• Short problem:
Copy the data that follows exactly. Include no pictures.

(Location labeling records)
──────────────────────────────

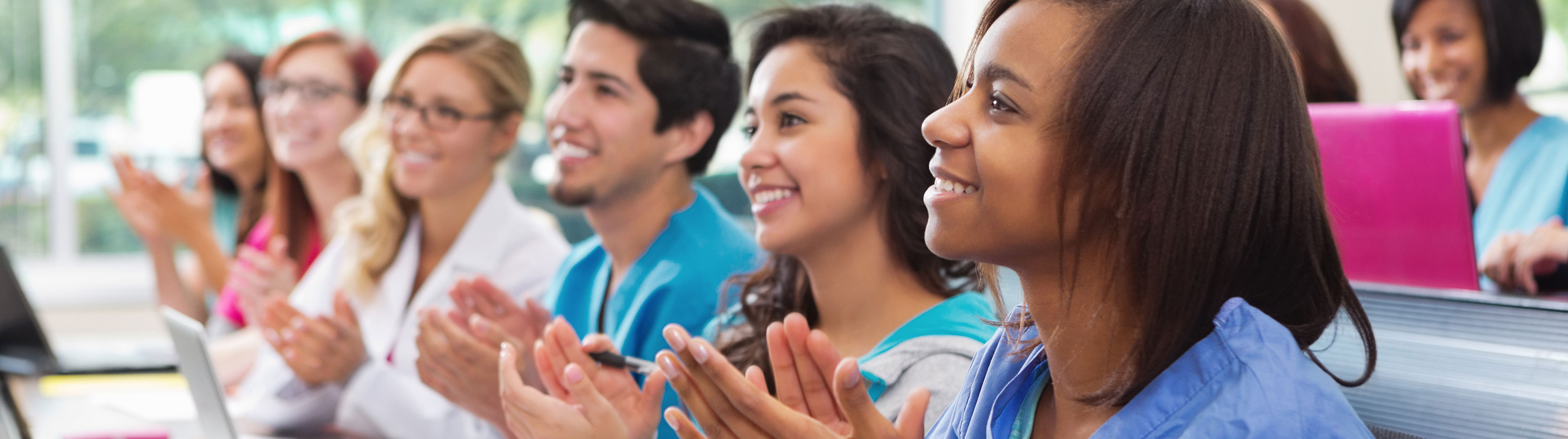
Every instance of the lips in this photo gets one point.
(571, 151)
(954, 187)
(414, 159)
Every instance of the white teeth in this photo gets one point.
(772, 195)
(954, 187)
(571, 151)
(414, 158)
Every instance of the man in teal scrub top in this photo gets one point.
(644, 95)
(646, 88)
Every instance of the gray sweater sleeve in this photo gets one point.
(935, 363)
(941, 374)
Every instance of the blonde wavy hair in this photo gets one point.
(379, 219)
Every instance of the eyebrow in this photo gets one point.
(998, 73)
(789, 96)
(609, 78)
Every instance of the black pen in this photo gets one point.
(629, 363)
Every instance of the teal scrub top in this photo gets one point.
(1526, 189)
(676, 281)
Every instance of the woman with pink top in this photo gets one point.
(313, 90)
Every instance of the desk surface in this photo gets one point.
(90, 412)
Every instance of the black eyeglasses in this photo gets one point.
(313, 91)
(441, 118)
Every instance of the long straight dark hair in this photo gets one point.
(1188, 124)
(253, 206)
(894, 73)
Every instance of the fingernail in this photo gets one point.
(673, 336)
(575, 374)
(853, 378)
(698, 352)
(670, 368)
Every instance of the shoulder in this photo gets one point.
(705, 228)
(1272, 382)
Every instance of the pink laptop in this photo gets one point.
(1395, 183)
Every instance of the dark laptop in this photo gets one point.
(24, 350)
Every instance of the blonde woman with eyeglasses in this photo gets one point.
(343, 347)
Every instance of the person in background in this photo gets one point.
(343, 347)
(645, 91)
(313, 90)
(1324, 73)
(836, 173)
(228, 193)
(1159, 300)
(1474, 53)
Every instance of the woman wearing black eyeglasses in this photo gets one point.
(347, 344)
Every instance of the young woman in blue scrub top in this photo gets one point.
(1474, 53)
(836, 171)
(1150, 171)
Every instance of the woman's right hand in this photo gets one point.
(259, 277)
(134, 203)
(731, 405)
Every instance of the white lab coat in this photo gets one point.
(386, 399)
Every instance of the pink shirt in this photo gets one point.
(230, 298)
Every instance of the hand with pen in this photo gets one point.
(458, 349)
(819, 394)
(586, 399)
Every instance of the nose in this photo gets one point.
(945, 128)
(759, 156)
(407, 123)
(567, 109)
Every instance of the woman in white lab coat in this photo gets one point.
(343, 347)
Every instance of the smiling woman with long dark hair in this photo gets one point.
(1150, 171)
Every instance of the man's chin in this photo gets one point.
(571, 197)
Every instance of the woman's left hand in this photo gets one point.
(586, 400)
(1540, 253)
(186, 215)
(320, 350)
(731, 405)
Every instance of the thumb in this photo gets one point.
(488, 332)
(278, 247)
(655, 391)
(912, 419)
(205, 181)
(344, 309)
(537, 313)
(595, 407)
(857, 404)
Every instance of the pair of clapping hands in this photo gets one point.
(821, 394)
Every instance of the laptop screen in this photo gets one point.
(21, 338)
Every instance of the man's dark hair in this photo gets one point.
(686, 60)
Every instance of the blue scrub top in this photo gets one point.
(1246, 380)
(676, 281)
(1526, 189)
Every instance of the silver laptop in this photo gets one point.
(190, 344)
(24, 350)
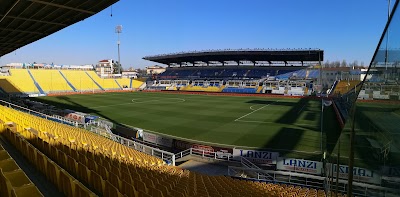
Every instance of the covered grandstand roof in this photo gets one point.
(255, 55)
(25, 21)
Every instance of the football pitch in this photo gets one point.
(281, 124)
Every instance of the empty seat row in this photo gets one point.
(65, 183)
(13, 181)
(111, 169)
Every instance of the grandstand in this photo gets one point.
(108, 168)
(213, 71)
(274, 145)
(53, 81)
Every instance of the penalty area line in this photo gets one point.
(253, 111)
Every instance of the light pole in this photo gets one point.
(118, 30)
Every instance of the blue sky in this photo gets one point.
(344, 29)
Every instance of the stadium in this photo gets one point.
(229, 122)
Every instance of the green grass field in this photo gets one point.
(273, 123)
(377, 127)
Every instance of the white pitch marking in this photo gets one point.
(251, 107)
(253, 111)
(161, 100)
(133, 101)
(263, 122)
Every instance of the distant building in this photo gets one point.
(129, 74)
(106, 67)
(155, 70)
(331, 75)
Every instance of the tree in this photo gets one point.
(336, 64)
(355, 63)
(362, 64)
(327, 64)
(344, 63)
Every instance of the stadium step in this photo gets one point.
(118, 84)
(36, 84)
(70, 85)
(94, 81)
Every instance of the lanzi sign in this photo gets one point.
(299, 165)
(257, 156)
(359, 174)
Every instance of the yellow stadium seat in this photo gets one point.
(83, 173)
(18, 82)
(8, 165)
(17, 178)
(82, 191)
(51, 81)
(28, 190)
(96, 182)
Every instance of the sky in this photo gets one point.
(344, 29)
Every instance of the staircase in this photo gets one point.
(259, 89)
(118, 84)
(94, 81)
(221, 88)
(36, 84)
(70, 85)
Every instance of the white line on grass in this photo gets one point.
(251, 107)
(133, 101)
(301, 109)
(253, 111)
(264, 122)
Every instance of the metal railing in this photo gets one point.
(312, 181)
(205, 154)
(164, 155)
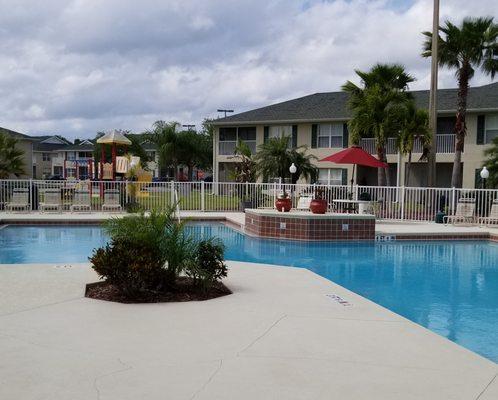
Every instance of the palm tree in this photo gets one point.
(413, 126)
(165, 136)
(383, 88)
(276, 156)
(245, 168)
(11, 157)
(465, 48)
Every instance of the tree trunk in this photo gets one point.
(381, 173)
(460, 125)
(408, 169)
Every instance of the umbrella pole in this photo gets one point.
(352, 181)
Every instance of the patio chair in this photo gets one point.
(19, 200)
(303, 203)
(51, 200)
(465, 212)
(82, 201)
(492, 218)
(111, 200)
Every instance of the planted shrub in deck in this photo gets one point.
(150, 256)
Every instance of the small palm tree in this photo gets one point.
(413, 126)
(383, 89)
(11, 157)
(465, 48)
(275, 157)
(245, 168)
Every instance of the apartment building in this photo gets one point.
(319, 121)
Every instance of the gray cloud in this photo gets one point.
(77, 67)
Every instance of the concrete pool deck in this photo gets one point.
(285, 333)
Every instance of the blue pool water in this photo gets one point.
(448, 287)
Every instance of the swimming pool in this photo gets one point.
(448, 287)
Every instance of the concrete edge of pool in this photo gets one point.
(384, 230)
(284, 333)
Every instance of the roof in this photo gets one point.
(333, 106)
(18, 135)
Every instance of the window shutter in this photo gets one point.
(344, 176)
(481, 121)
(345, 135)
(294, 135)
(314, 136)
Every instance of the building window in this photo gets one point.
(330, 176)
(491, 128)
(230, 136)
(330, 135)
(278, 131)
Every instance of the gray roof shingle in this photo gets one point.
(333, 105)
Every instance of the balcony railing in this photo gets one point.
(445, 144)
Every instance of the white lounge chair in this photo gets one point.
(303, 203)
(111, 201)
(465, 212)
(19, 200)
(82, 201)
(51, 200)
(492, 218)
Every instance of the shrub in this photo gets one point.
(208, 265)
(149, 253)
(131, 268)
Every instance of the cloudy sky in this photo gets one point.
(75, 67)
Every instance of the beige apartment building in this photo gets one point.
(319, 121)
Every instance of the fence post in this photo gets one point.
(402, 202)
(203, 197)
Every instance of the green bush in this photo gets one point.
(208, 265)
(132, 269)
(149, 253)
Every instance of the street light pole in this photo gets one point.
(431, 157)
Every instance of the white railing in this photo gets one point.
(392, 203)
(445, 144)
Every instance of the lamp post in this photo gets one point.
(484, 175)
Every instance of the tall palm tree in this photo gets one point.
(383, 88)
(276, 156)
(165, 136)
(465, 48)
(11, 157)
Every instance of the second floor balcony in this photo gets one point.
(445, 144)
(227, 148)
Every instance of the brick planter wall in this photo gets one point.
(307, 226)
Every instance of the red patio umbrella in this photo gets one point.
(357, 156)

──────────────────────────────

• Exercise response:
Every instance of the lips in this photo gets one point.
(571, 151)
(954, 187)
(414, 159)
Every instance of the white teeth in this photo gets one point.
(772, 195)
(954, 187)
(571, 151)
(414, 158)
Every instance of the man in teal scrub top in this photo gets one point.
(644, 95)
(646, 88)
Every instance of the gray sweater sleeve in this photo gets one point.
(935, 363)
(941, 374)
Every instance of the blonde wavy hair in this photo gets one point.
(379, 219)
Every instance of the eyebrow in this photo gets one point.
(998, 73)
(789, 96)
(609, 78)
Every instance of the black pen in this photo gets one point.
(629, 363)
Every instance of the teal scrub top in this photo gets one point.
(1526, 189)
(676, 281)
Every instance of the woman with pink top in this photo gets one point.
(313, 90)
Every instance of the desk surface in this photo gets one point.
(90, 412)
Every instance of the black eyeglasses in this photo gets one point.
(313, 91)
(441, 118)
Every instance of the long straight dark hair in this photo gets one point.
(1188, 124)
(253, 206)
(894, 73)
Every instance of the fingernail in this photo gets one point.
(673, 336)
(575, 374)
(853, 378)
(698, 352)
(670, 368)
Every instance of the shoulder in this photo gets one point.
(705, 228)
(1272, 382)
Every instance of the pink laptop in this photo gets one point.
(1395, 183)
Every instance of the dark laptop in this photo gets one point.
(24, 350)
Every instance of the blonde woman with eyeglasses in this photo gets one point.
(343, 347)
Every instance of the person in background in this photo gets one point.
(343, 347)
(645, 91)
(313, 90)
(1324, 73)
(836, 173)
(228, 193)
(1159, 300)
(1474, 53)
Every instance of the woman wearing black eyeglasses in this photo gets one point.
(347, 344)
Every instance of the young woman in blue scrub top in this photo gets one point.
(1474, 53)
(836, 171)
(1150, 171)
Every instance of the woman's right hand in this photo gets one point.
(259, 277)
(134, 203)
(731, 405)
Every instance of the white lab coat in this photo gets one point.
(386, 399)
Every instance of the pink shirt in this photo gets one point.
(230, 298)
Every instance of the hand with pen in this photo gets one point.
(458, 349)
(819, 394)
(586, 399)
Every instance of the nose in this photo gets one point.
(945, 128)
(759, 156)
(407, 123)
(567, 109)
Every instance of the woman in white lab coat in this photo gets one point.
(343, 347)
Every instance of the smiling woman with long dark hair in this photo gets one point.
(1150, 171)
Every instance of the man's chin in this photo gets one point.
(571, 197)
Every instance of the woman's left hand in this photo gets one point.
(586, 400)
(1540, 253)
(186, 215)
(320, 350)
(731, 405)
Every instance of the thumb in this photo gets one point.
(488, 332)
(278, 247)
(655, 391)
(912, 419)
(205, 181)
(344, 309)
(537, 313)
(595, 407)
(857, 404)
Every instance of the pair of clapping hands in this photo gets one point.
(821, 394)
Every instance of the laptop screen in this photo gets one point.
(21, 338)
Every instance of the man's dark hair in this photo gets one point.
(686, 60)
Every instance of the blue scrub top in this photo gets one point.
(1246, 380)
(676, 281)
(1526, 189)
Every instance of the silver laptop in this photo gets one point.
(190, 344)
(24, 350)
Every instance of the covered grandstand roof in this photo gets one point.
(255, 55)
(25, 21)
Every instance of the football pitch in this photo gets one point.
(281, 124)
Every instance of the empty seat row in this photo gets one point.
(65, 183)
(13, 181)
(111, 169)
Every instance of the grandstand in this photo gets one point.
(108, 168)
(213, 71)
(274, 145)
(53, 81)
Every instance of the penalty area line in this photo gets one point.
(253, 111)
Every instance of the light pole in this photo gets one point.
(118, 30)
Every instance of the blue sky in this photo gets one point.
(344, 29)
Every instance of the stadium in this photo gets one point.
(229, 122)
Every instance of the green grass field in this photo gets one point.
(273, 123)
(377, 127)
Every instance of the white pitch marking in this photo gets one point.
(251, 107)
(253, 111)
(161, 100)
(133, 101)
(263, 122)
Every instance of the distant building in this photo gets one point.
(129, 74)
(106, 67)
(155, 70)
(331, 75)
Every instance of the tree in this photo gets one point.
(336, 64)
(355, 63)
(362, 64)
(327, 64)
(344, 63)
Every instance of the stadium step in this photo gets one point.
(118, 84)
(36, 84)
(70, 85)
(94, 81)
Every instance of the lanzi sign in this photo gets one point.
(299, 165)
(257, 156)
(359, 174)
Every instance of the yellow stadium seat in this photo gets one point.
(83, 173)
(18, 82)
(8, 165)
(17, 178)
(82, 191)
(51, 81)
(28, 190)
(96, 182)
Every instance of the sky in this photo gets one point.
(344, 29)
Every instance of the staircase in this photo gets one point.
(259, 89)
(118, 84)
(94, 81)
(221, 88)
(36, 84)
(70, 85)
Every instance of the white line on grass in this photo gets one point.
(251, 107)
(133, 101)
(301, 109)
(253, 111)
(264, 122)
Every instance of the metal railing in this photo gets one point.
(312, 181)
(205, 154)
(164, 155)
Every instance of the palm tree in this photo gets one point.
(413, 126)
(165, 136)
(383, 88)
(276, 156)
(245, 168)
(11, 157)
(465, 48)
Every instance of the tree trunk in this photo gets one point.
(381, 173)
(460, 125)
(408, 169)
Every instance of the umbrella pole in this photo gets one point.
(352, 181)
Every instance of the patio chair in this photo gets one point.
(19, 200)
(303, 203)
(51, 200)
(465, 212)
(82, 201)
(492, 218)
(111, 200)
Every instance of the planted shrub in deck in this photo gets one point.
(150, 256)
Every instance of the small palm tree in this photo gets one point.
(413, 126)
(383, 89)
(11, 157)
(465, 48)
(275, 157)
(245, 168)
Every instance of the apartment building in this photo gets one point.
(319, 121)
Every instance of the gray cloud in this photo gets one point.
(77, 67)
Every instance of the concrete pool deck in this photo gets one point.
(285, 333)
Every instance of the blue pool water in this photo gets one point.
(448, 287)
Every instance of the swimming pool in this photo gets one point.
(448, 287)
Every instance of the concrete edge of pool in this photo gets one point.
(384, 230)
(284, 333)
Every instance of the roof in this photo gets one point.
(333, 106)
(18, 135)
Every instance of the window shutter in this photo gets one point.
(344, 176)
(481, 121)
(345, 135)
(294, 135)
(314, 136)
Every instance of the building window in this photo gets one point.
(330, 176)
(491, 128)
(230, 136)
(330, 135)
(278, 131)
Every instance of the gray roof shingle in this photo gets one point.
(333, 105)
Every instance of the balcony railing in this photo gets one point.
(445, 144)
Every instance of the white lounge chair in this photo gets one point.
(303, 203)
(111, 201)
(465, 212)
(19, 200)
(82, 201)
(51, 200)
(492, 218)
Every instance of the shrub in this photo gets one point.
(208, 265)
(149, 253)
(131, 268)
Every instance of the cloudy sky in this photo gets one point.
(75, 67)
Every instance of the beige apartment building in this photo gets one point.
(319, 121)
Every instance of the fence post in this photo gets one point.
(402, 202)
(203, 197)
Every instance of the green bush in this photo gets one point.
(208, 265)
(132, 269)
(149, 253)
Every instance of the street light pole in this photo gets one point.
(431, 157)
Every instance of the white railing in this photo gets one point.
(392, 203)
(445, 144)
Every instance of the lamp post in this photo gets one point.
(484, 175)
Every instance of the tall palm tree in this photo gets one point.
(383, 88)
(276, 156)
(165, 136)
(465, 48)
(11, 157)
Every instance of the second floor balcony in this photo gets one point.
(445, 144)
(227, 148)
Every instance of the brick planter wall in this photo gets one point.
(307, 226)
Every instance of the red patio umbrella in this photo gets one point.
(357, 156)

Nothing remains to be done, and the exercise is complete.